> _Problem_
From the first line to the last, output the records exactly and drop any images.

> _Records provided_
+---+
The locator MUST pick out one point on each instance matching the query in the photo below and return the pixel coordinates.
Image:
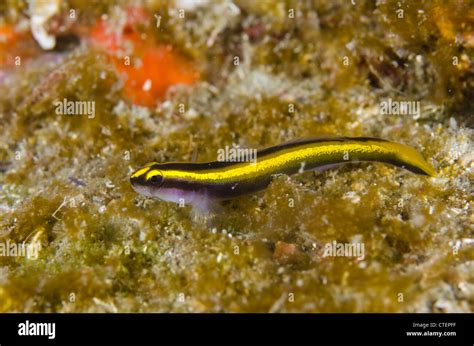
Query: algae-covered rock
(265, 72)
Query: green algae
(65, 184)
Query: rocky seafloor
(269, 72)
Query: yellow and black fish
(201, 183)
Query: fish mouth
(142, 189)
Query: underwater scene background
(92, 90)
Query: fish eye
(156, 179)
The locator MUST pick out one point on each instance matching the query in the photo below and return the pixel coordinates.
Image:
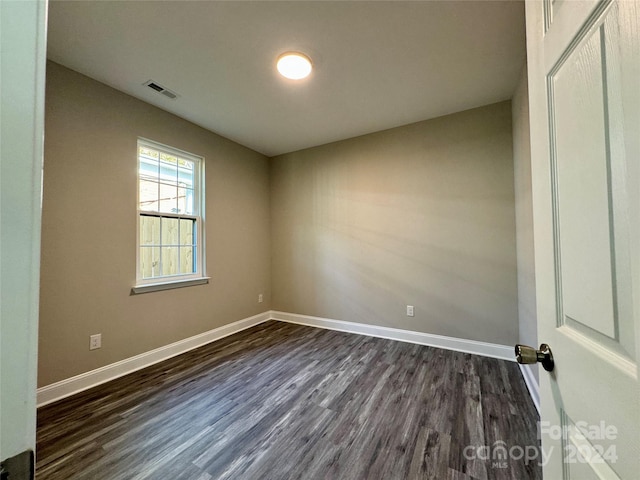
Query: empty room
(320, 240)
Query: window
(170, 218)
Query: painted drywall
(23, 48)
(89, 230)
(419, 215)
(527, 320)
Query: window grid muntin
(194, 167)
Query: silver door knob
(525, 355)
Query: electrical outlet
(95, 341)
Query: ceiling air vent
(160, 89)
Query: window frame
(164, 282)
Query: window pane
(186, 231)
(185, 173)
(185, 202)
(187, 257)
(149, 262)
(168, 198)
(148, 168)
(147, 152)
(168, 169)
(149, 230)
(169, 232)
(169, 260)
(148, 195)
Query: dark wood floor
(283, 401)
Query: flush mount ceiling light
(294, 65)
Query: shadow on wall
(420, 215)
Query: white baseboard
(65, 388)
(70, 386)
(532, 384)
(449, 343)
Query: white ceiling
(378, 65)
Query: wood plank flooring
(282, 401)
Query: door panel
(584, 67)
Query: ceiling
(377, 65)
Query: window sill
(156, 287)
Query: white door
(584, 84)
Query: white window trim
(145, 285)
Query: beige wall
(420, 215)
(524, 216)
(89, 230)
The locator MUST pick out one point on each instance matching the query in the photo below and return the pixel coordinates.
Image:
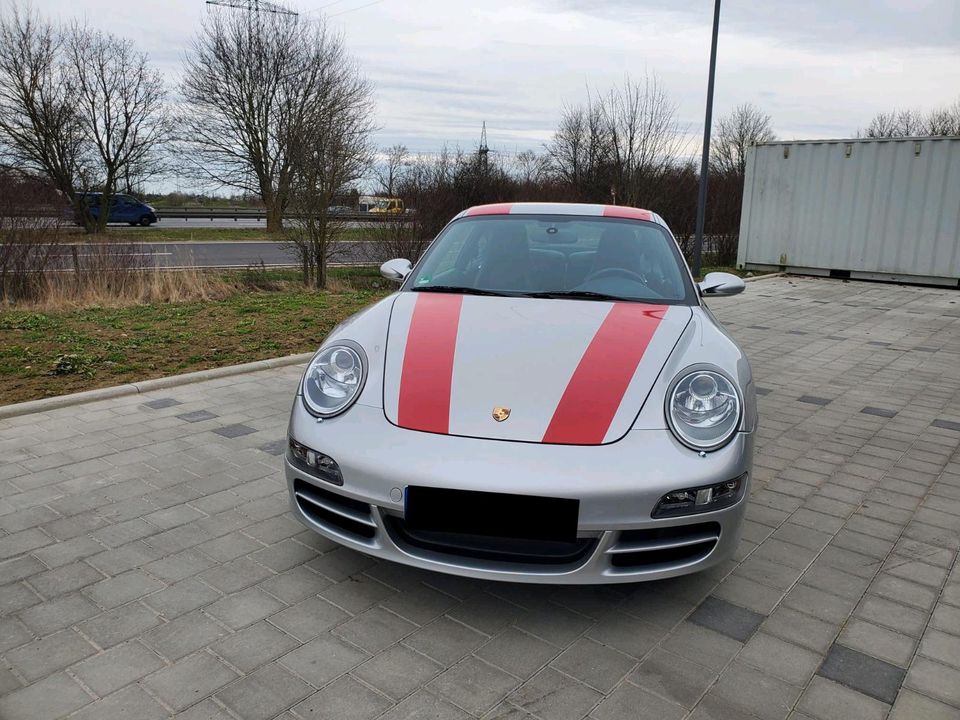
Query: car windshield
(559, 256)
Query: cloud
(820, 68)
(868, 24)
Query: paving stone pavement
(149, 566)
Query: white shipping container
(874, 209)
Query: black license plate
(471, 512)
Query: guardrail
(220, 213)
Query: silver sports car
(545, 399)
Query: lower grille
(490, 547)
(336, 513)
(664, 548)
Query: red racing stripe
(427, 374)
(597, 386)
(628, 213)
(497, 209)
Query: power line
(254, 6)
(359, 7)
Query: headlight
(333, 379)
(703, 408)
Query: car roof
(586, 209)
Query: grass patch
(71, 350)
(260, 314)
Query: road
(174, 223)
(227, 254)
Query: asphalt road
(221, 223)
(227, 254)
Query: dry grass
(121, 288)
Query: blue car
(123, 208)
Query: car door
(123, 209)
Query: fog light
(313, 462)
(691, 501)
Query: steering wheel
(607, 272)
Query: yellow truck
(381, 205)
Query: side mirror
(396, 269)
(720, 284)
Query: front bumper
(617, 485)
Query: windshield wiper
(461, 290)
(578, 295)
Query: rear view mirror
(396, 269)
(719, 284)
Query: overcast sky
(820, 68)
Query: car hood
(524, 369)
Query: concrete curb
(61, 401)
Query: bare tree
(896, 123)
(530, 169)
(579, 150)
(616, 146)
(389, 171)
(330, 150)
(251, 84)
(40, 126)
(744, 126)
(943, 122)
(120, 107)
(640, 123)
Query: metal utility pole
(254, 6)
(484, 150)
(705, 161)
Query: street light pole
(705, 161)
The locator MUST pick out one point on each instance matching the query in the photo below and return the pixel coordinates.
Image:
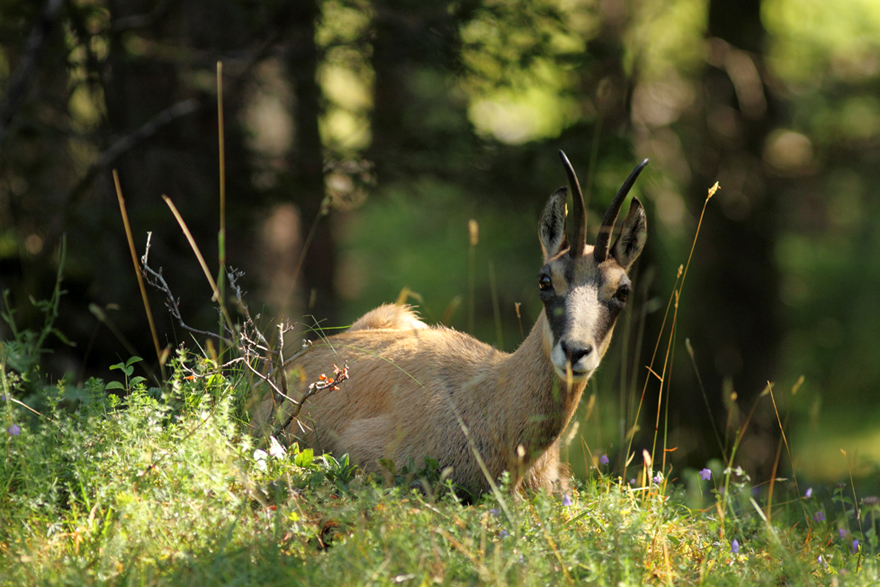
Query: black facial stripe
(607, 318)
(554, 308)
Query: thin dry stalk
(138, 273)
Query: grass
(167, 487)
(118, 483)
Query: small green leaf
(305, 458)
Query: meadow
(121, 483)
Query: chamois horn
(600, 251)
(579, 221)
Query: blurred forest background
(368, 133)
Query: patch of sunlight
(808, 37)
(86, 107)
(818, 456)
(342, 21)
(344, 87)
(267, 111)
(345, 130)
(516, 117)
(667, 36)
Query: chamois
(418, 391)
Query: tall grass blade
(138, 273)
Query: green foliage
(167, 487)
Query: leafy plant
(127, 369)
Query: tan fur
(400, 404)
(389, 316)
(418, 391)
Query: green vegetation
(165, 486)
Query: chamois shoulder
(389, 317)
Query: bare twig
(157, 280)
(324, 382)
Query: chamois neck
(535, 403)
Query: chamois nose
(576, 352)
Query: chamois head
(584, 287)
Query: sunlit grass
(169, 488)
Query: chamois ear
(552, 228)
(631, 241)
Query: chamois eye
(545, 283)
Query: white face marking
(583, 315)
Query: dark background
(381, 128)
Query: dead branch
(324, 382)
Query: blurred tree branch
(24, 73)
+---+
> _Answer to the exercise_
The locator MUST pick out one point on each instance matching the query in the photo below and return the pixel coordinates.
Image:
Query: algae-covered rock
(265, 72)
Query: green algae
(65, 184)
Query: rocky seafloor
(269, 72)
Query: yellow and black fish
(201, 183)
Query: fish mouth
(142, 189)
Query: underwater scene background
(92, 90)
Query: fish eye
(156, 179)
The locator MUST pick out one point on each instance matching the query in the photo below and return the pixel coordinates.
Image:
Query: empty room
(320, 240)
Query: window
(170, 218)
Query: painted drywall
(23, 48)
(89, 230)
(419, 215)
(527, 320)
Query: window grid muntin
(194, 167)
Query: silver door knob
(525, 355)
Query: electrical outlet
(95, 341)
Query: ceiling air vent
(160, 89)
Query: window frame
(164, 282)
Query: window pane
(186, 231)
(185, 173)
(185, 202)
(187, 257)
(149, 262)
(168, 198)
(148, 168)
(147, 152)
(168, 169)
(149, 230)
(169, 232)
(169, 260)
(148, 195)
Query: dark wood floor
(283, 401)
Query: flush mount ceiling light
(294, 65)
Query: shadow on wall
(420, 215)
Query: white baseboard
(65, 388)
(70, 386)
(532, 384)
(449, 343)
Query: white ceiling
(378, 65)
Query: wood plank flooring
(282, 401)
Query: door panel
(584, 67)
Query: ceiling
(377, 65)
Query: window sill
(156, 287)
Query: white door
(584, 84)
Query: white window trim
(145, 285)
Query: beige wall
(420, 215)
(524, 216)
(89, 230)
The locator MUST pick out one point on each instance matching the query in the photo below and return the pixel coordinates.
Image:
Query: car windshield
(559, 256)
Query: cloud
(820, 68)
(868, 24)
Query: paving stone pavement
(149, 566)
Query: white shipping container
(874, 209)
Query: black license plate
(471, 512)
Query: guardrail
(220, 213)
Query: silver sports car
(545, 399)
Query: lower grille
(490, 547)
(336, 513)
(664, 548)
Query: red racing stripe
(427, 374)
(597, 386)
(628, 213)
(497, 209)
Query: power line
(254, 6)
(359, 7)
Query: headlight
(333, 379)
(703, 408)
Query: car roof
(586, 209)
Query: grass patch
(71, 350)
(260, 314)
Query: road
(174, 223)
(227, 254)
Query: asphalt road
(221, 223)
(227, 254)
Query: dry grass
(121, 288)
Query: blue car
(123, 208)
Query: car door
(123, 209)
Query: fog light
(313, 462)
(691, 501)
Query: steering wheel
(607, 272)
Query: yellow truck
(381, 205)
Query: side mirror
(396, 269)
(720, 284)
Query: front bumper
(617, 485)
Query: windshield wiper
(461, 290)
(578, 295)
Query: rear view mirror
(396, 269)
(719, 284)
Query: overcast sky
(820, 68)
Query: car hood
(524, 369)
Query: concrete curb
(61, 401)
Query: bare tree
(896, 123)
(530, 169)
(579, 150)
(616, 146)
(389, 171)
(330, 150)
(251, 84)
(40, 126)
(744, 126)
(943, 122)
(120, 107)
(640, 123)
Query: metal utility pole
(254, 6)
(484, 150)
(705, 161)
Query: street light pole
(705, 161)
The locator MUST pick out one point on each instance matching the query in the photo below and return the pixel coordinates.
Image:
Query: black facial stripe
(607, 318)
(554, 308)
Query: thin dry stalk
(138, 273)
Query: grass
(167, 487)
(118, 483)
Query: small green leaf
(305, 458)
Query: meadow
(121, 483)
Query: chamois horn
(600, 251)
(579, 221)
Query: blurred forest background
(368, 133)
Query: patch of sunlight
(808, 37)
(86, 107)
(818, 456)
(342, 21)
(344, 87)
(267, 111)
(345, 130)
(516, 117)
(667, 36)
Query: chamois
(418, 391)
Query: tall grass blade
(138, 273)
Query: green foliage
(167, 487)
Query: leafy plant
(127, 369)
Query: tan fur
(400, 404)
(389, 316)
(418, 391)
Query: green vegetation
(165, 486)
Query: chamois shoulder
(389, 317)
Query: bare twig
(157, 280)
(324, 382)
Query: chamois neck
(535, 403)
Query: chamois nose
(576, 352)
Query: chamois head
(584, 287)
Query: sunlit grass
(169, 488)
Query: chamois ear
(552, 228)
(631, 241)
Query: chamois eye
(545, 283)
Query: white face marking
(583, 315)
Query: dark background
(381, 128)
Query: dead branch
(324, 382)
Query: blurred tree branch
(24, 73)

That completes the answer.